::: Provided data

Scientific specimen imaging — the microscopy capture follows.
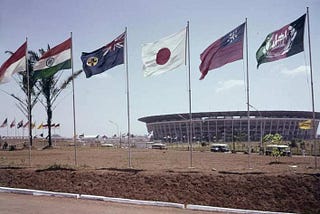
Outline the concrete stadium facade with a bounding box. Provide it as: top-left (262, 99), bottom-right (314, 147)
top-left (139, 111), bottom-right (320, 142)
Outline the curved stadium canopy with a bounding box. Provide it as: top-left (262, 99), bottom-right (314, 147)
top-left (139, 111), bottom-right (320, 142)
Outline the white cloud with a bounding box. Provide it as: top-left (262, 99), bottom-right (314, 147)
top-left (280, 65), bottom-right (309, 77)
top-left (216, 80), bottom-right (244, 93)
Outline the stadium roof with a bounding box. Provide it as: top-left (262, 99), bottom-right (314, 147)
top-left (138, 111), bottom-right (320, 123)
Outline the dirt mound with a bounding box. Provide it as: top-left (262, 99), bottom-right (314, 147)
top-left (0, 169), bottom-right (320, 213)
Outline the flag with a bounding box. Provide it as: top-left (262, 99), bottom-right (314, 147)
top-left (10, 119), bottom-right (16, 128)
top-left (299, 120), bottom-right (312, 129)
top-left (23, 121), bottom-right (29, 128)
top-left (256, 14), bottom-right (306, 68)
top-left (142, 28), bottom-right (187, 77)
top-left (81, 33), bottom-right (126, 78)
top-left (37, 123), bottom-right (43, 129)
top-left (17, 120), bottom-right (23, 129)
top-left (0, 118), bottom-right (8, 128)
top-left (199, 23), bottom-right (245, 80)
top-left (0, 42), bottom-right (27, 83)
top-left (33, 38), bottom-right (72, 79)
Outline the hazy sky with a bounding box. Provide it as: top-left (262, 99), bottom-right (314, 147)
top-left (0, 0), bottom-right (320, 137)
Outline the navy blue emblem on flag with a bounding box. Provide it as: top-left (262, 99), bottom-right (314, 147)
top-left (81, 33), bottom-right (125, 78)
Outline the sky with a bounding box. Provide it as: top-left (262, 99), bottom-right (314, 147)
top-left (0, 0), bottom-right (320, 137)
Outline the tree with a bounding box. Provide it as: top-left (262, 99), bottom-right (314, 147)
top-left (262, 133), bottom-right (282, 163)
top-left (38, 66), bottom-right (82, 147)
top-left (22, 45), bottom-right (82, 147)
top-left (5, 51), bottom-right (40, 146)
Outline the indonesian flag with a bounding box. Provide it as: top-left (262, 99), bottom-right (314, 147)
top-left (0, 118), bottom-right (8, 128)
top-left (22, 121), bottom-right (29, 128)
top-left (17, 120), bottom-right (23, 129)
top-left (142, 28), bottom-right (186, 77)
top-left (33, 38), bottom-right (72, 79)
top-left (0, 42), bottom-right (27, 83)
top-left (10, 119), bottom-right (16, 128)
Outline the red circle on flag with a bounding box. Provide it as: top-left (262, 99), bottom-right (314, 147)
top-left (156, 48), bottom-right (171, 65)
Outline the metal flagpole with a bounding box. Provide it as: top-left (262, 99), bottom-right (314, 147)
top-left (26, 37), bottom-right (32, 166)
top-left (70, 32), bottom-right (77, 166)
top-left (307, 7), bottom-right (318, 168)
top-left (186, 21), bottom-right (193, 168)
top-left (125, 27), bottom-right (132, 168)
top-left (246, 18), bottom-right (251, 169)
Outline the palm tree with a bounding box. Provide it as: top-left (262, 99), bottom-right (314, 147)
top-left (34, 45), bottom-right (82, 147)
top-left (38, 64), bottom-right (82, 147)
top-left (5, 51), bottom-right (40, 146)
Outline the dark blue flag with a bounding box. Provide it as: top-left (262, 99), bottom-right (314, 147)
top-left (81, 33), bottom-right (125, 78)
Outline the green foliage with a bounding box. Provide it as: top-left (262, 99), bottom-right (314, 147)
top-left (262, 133), bottom-right (282, 144)
top-left (271, 148), bottom-right (282, 163)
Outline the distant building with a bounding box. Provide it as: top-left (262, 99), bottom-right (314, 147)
top-left (139, 111), bottom-right (320, 142)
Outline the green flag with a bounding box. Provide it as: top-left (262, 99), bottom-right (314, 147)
top-left (256, 14), bottom-right (306, 67)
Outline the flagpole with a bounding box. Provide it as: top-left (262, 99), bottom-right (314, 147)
top-left (186, 21), bottom-right (193, 168)
top-left (26, 37), bottom-right (32, 166)
top-left (125, 27), bottom-right (132, 168)
top-left (70, 32), bottom-right (77, 166)
top-left (307, 7), bottom-right (318, 169)
top-left (246, 18), bottom-right (251, 169)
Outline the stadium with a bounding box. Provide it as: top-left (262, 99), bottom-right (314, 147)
top-left (139, 111), bottom-right (320, 142)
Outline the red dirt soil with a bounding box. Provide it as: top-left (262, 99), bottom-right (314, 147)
top-left (0, 148), bottom-right (320, 213)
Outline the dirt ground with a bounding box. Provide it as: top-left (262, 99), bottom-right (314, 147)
top-left (0, 147), bottom-right (320, 213)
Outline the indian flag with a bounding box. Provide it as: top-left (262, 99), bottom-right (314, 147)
top-left (33, 38), bottom-right (72, 79)
top-left (0, 42), bottom-right (27, 83)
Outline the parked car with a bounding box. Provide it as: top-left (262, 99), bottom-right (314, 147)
top-left (151, 143), bottom-right (167, 149)
top-left (210, 143), bottom-right (230, 152)
top-left (266, 144), bottom-right (291, 156)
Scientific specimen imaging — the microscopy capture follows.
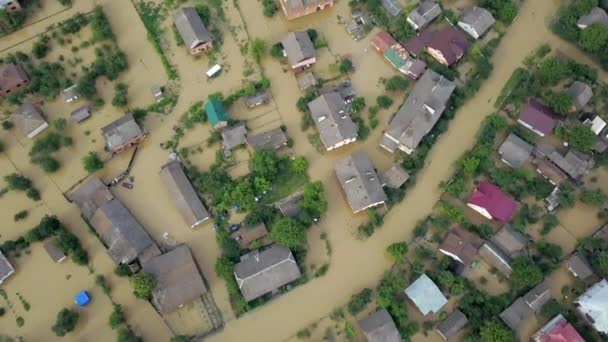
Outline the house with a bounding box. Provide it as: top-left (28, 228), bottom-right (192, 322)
top-left (61, 84), bottom-right (78, 103)
top-left (498, 133), bottom-right (534, 168)
top-left (532, 314), bottom-right (585, 342)
top-left (101, 113), bottom-right (147, 154)
top-left (574, 279), bottom-right (608, 334)
top-left (245, 89), bottom-right (269, 108)
top-left (359, 309), bottom-right (402, 342)
top-left (234, 245), bottom-right (301, 302)
top-left (247, 127), bottom-right (287, 150)
top-left (0, 251), bottom-right (15, 284)
top-left (576, 7), bottom-right (608, 30)
top-left (281, 31), bottom-right (317, 71)
top-left (205, 99), bottom-right (230, 130)
top-left (0, 63), bottom-right (30, 97)
top-left (90, 199), bottom-right (161, 265)
top-left (499, 297), bottom-right (534, 331)
top-left (43, 239), bottom-right (66, 262)
top-left (380, 70), bottom-right (456, 154)
top-left (437, 309), bottom-right (469, 341)
top-left (439, 226), bottom-right (483, 266)
top-left (380, 163), bottom-right (410, 189)
top-left (159, 158), bottom-right (210, 228)
top-left (382, 0), bottom-right (403, 17)
top-left (173, 7), bottom-right (213, 55)
top-left (308, 92), bottom-right (358, 151)
top-left (279, 0), bottom-right (334, 20)
top-left (517, 100), bottom-right (558, 137)
top-left (222, 122), bottom-right (247, 157)
top-left (142, 245), bottom-right (207, 316)
top-left (467, 182), bottom-right (517, 223)
top-left (566, 252), bottom-right (593, 281)
top-left (566, 81), bottom-right (593, 112)
top-left (70, 106), bottom-right (91, 123)
top-left (426, 26), bottom-right (471, 66)
top-left (13, 100), bottom-right (49, 139)
top-left (335, 152), bottom-right (386, 213)
top-left (458, 6), bottom-right (496, 39)
top-left (405, 274), bottom-right (448, 316)
top-left (407, 0), bottom-right (441, 30)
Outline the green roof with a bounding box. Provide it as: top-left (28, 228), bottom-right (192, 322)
top-left (205, 100), bottom-right (229, 127)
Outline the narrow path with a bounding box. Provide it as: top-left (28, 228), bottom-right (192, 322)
top-left (210, 0), bottom-right (570, 341)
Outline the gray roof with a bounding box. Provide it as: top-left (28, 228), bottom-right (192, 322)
top-left (576, 7), bottom-right (608, 28)
top-left (160, 159), bottom-right (209, 228)
top-left (234, 245), bottom-right (301, 302)
top-left (405, 274), bottom-right (448, 316)
top-left (407, 0), bottom-right (441, 29)
top-left (492, 224), bottom-right (528, 258)
top-left (459, 6), bottom-right (496, 36)
top-left (382, 69), bottom-right (456, 152)
top-left (142, 245), bottom-right (207, 315)
top-left (567, 81), bottom-right (593, 110)
top-left (13, 100), bottom-right (48, 135)
top-left (335, 152), bottom-right (386, 213)
top-left (90, 199), bottom-right (160, 264)
top-left (500, 297), bottom-right (534, 331)
top-left (101, 113), bottom-right (144, 151)
top-left (359, 309), bottom-right (402, 342)
top-left (281, 31), bottom-right (316, 65)
top-left (566, 252), bottom-right (593, 280)
top-left (247, 127), bottom-right (287, 150)
top-left (173, 7), bottom-right (211, 49)
top-left (498, 133), bottom-right (534, 168)
top-left (308, 92), bottom-right (358, 150)
top-left (437, 309), bottom-right (469, 340)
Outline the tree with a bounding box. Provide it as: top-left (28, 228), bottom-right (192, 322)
top-left (129, 272), bottom-right (156, 299)
top-left (82, 152), bottom-right (103, 173)
top-left (51, 308), bottom-right (78, 337)
top-left (270, 217), bottom-right (306, 249)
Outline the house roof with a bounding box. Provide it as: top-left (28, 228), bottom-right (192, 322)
top-left (173, 7), bottom-right (211, 49)
top-left (499, 297), bottom-right (534, 331)
top-left (13, 100), bottom-right (48, 135)
top-left (566, 252), bottom-right (593, 280)
top-left (101, 113), bottom-right (144, 150)
top-left (90, 199), bottom-right (160, 264)
top-left (405, 274), bottom-right (448, 316)
top-left (281, 31), bottom-right (316, 65)
top-left (428, 26), bottom-right (471, 65)
top-left (160, 159), bottom-right (209, 227)
top-left (142, 245), bottom-right (207, 315)
top-left (492, 224), bottom-right (528, 258)
top-left (335, 152), bottom-right (386, 212)
top-left (0, 63), bottom-right (29, 91)
top-left (407, 0), bottom-right (441, 29)
top-left (519, 100), bottom-right (558, 135)
top-left (234, 245), bottom-right (301, 302)
top-left (247, 127), bottom-right (287, 150)
top-left (380, 164), bottom-right (410, 189)
top-left (359, 309), bottom-right (402, 342)
top-left (498, 133), bottom-right (534, 168)
top-left (205, 99), bottom-right (230, 127)
top-left (459, 6), bottom-right (496, 36)
top-left (68, 176), bottom-right (114, 220)
top-left (437, 309), bottom-right (469, 340)
top-left (532, 314), bottom-right (585, 342)
top-left (385, 70), bottom-right (456, 150)
top-left (439, 226), bottom-right (483, 266)
top-left (469, 182), bottom-right (517, 222)
top-left (566, 81), bottom-right (593, 110)
top-left (574, 279), bottom-right (608, 334)
top-left (308, 91), bottom-right (358, 149)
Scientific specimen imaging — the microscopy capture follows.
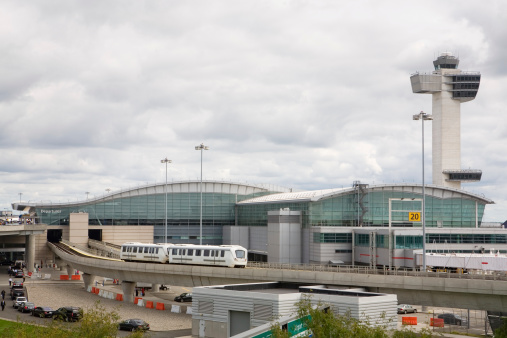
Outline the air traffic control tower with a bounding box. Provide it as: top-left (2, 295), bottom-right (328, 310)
top-left (410, 53), bottom-right (482, 189)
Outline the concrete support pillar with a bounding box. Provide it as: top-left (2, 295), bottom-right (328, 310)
top-left (67, 264), bottom-right (74, 279)
top-left (25, 235), bottom-right (35, 272)
top-left (121, 281), bottom-right (136, 303)
top-left (83, 273), bottom-right (96, 290)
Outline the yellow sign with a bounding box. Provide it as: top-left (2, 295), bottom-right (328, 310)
top-left (408, 212), bottom-right (421, 222)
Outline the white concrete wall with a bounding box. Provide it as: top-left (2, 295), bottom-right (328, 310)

::::::

Copy every line of the data from the line with "Outline the metal" through the line with "top-left (256, 14), bottom-right (306, 67)". Shift each box coordinate in the answers by -25, and leave all other lines unchanged.

Outline the metal flagpole with a bounding box. Provide it as: top-left (262, 99), bottom-right (314, 147)
top-left (1, 12), bottom-right (7, 141)
top-left (45, 7), bottom-right (52, 141)
top-left (282, -18), bottom-right (293, 143)
top-left (161, -4), bottom-right (168, 143)
top-left (100, 2), bottom-right (107, 143)
top-left (221, -7), bottom-right (226, 144)
Outline the palm tree with a bounding box. Provide it as: top-left (262, 99), bottom-right (314, 147)
top-left (9, 20), bottom-right (57, 122)
top-left (13, 39), bottom-right (57, 122)
top-left (-20, 26), bottom-right (15, 121)
Outline the dark blue flag with a bounding box. Provide it as: top-left (262, 99), bottom-right (314, 147)
top-left (56, 8), bottom-right (100, 53)
Outline the green foliage with a bounding box. Provide it as: top-left (262, 99), bottom-right (314, 147)
top-left (237, 108), bottom-right (257, 119)
top-left (246, 123), bottom-right (257, 138)
Outline the distant building with a bounding box. Provide it as: top-left (262, 99), bottom-right (314, 147)
top-left (114, 86), bottom-right (295, 117)
Outline the green flag with a bounding box. Provide it as: top-left (262, 99), bottom-right (314, 147)
top-left (231, -11), bottom-right (281, 42)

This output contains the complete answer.